**TASK OBJECTIVE**
Only some lines are wanted. Transcribe, exactly, the lines below from the line with "Target: child standing in water" up to and including the line with "one marker per instance, written like [135,22]".

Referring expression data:

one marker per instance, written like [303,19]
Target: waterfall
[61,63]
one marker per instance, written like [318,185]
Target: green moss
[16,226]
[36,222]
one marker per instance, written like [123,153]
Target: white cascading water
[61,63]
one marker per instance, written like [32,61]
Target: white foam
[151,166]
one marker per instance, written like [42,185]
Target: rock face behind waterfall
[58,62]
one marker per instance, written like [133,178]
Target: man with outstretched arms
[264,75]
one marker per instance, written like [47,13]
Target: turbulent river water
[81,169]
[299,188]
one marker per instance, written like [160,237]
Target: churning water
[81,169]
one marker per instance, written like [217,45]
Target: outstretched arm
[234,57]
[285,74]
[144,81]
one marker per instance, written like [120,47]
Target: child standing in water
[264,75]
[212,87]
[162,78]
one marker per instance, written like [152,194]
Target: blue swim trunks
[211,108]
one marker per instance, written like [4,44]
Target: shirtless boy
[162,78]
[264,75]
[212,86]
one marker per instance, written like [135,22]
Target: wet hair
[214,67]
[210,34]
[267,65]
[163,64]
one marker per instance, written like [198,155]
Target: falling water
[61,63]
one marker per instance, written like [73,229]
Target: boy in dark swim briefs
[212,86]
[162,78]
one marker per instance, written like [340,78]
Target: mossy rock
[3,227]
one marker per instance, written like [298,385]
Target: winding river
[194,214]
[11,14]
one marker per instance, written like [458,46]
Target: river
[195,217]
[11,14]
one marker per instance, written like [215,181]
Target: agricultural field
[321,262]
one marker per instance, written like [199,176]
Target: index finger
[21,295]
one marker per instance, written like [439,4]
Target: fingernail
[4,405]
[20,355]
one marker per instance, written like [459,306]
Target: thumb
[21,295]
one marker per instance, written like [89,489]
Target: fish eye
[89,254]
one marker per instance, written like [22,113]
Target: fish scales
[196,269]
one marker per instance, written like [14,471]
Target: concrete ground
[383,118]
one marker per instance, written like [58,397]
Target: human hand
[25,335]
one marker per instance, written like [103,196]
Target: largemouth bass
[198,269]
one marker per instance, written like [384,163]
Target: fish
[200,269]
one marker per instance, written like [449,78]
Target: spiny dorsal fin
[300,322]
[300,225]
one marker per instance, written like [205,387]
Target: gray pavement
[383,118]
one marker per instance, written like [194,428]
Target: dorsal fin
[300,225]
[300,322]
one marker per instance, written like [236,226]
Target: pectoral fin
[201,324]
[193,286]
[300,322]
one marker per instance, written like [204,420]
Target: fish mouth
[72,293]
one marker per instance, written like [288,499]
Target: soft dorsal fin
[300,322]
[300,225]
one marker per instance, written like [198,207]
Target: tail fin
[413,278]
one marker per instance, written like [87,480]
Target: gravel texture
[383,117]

**EXPECTED ANSWER**
Target: child standing in water
[264,75]
[212,87]
[162,78]
one marker per instance, written like [152,194]
Target: blue swim trunks
[211,108]
one marker per instance, written like [4,44]
Target: shirtless boy
[162,78]
[264,75]
[212,86]
one marker per instance, written like [135,22]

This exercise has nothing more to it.